(Named-object pointing records)
**********

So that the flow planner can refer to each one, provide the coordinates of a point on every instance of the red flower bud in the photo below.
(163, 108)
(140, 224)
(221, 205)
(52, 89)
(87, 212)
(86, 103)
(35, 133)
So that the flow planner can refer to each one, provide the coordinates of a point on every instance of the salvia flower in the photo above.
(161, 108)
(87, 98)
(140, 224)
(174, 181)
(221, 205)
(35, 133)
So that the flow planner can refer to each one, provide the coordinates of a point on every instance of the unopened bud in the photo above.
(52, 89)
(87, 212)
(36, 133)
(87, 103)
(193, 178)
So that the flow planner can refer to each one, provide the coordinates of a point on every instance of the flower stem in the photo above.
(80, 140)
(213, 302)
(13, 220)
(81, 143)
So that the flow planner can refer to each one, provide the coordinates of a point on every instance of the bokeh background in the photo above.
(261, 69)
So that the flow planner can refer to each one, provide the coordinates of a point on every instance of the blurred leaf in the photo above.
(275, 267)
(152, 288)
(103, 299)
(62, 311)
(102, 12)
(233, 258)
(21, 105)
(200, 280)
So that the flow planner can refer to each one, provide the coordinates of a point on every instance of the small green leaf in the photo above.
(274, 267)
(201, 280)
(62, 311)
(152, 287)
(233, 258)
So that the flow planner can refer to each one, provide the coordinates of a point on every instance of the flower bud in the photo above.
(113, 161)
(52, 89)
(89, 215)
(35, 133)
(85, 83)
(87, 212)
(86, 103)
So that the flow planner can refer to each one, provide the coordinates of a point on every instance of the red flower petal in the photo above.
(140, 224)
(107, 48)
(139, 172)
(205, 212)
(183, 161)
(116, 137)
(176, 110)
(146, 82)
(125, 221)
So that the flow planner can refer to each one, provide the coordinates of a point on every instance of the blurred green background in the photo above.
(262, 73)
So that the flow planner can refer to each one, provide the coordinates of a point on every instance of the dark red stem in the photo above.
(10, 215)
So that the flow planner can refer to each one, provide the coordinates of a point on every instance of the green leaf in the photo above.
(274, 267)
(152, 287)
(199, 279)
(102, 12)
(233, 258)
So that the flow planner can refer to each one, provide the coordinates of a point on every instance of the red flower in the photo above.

**********

** Work instructions **
Repeat precisely the lines of the data starting at the one containing "petal in the photo above.", last line included.

** Exercise result **
So that the flow planner can refer to each one, provide the coordinates of a point on every instance of the red flower petal in the photo above.
(140, 224)
(107, 48)
(139, 172)
(205, 212)
(183, 161)
(116, 137)
(176, 110)
(146, 82)
(125, 221)
So that the flow planner can refer to each one, provide the coordinates of a point on every instance of the blurred green background in the photo above.
(262, 73)
So that the flow planner can refer to each one, provide the coordinates of a point on every instance of the dark red stem in the photo above.
(10, 215)
So that the flow planner can refer to each one, provide the coordinates of a point on every instance of the green leaf in the photo above.
(274, 267)
(152, 287)
(199, 279)
(102, 12)
(233, 258)
So that the flow planner can refer to each one, provide the coordinates of a point on every instance of the red flower in the photo above.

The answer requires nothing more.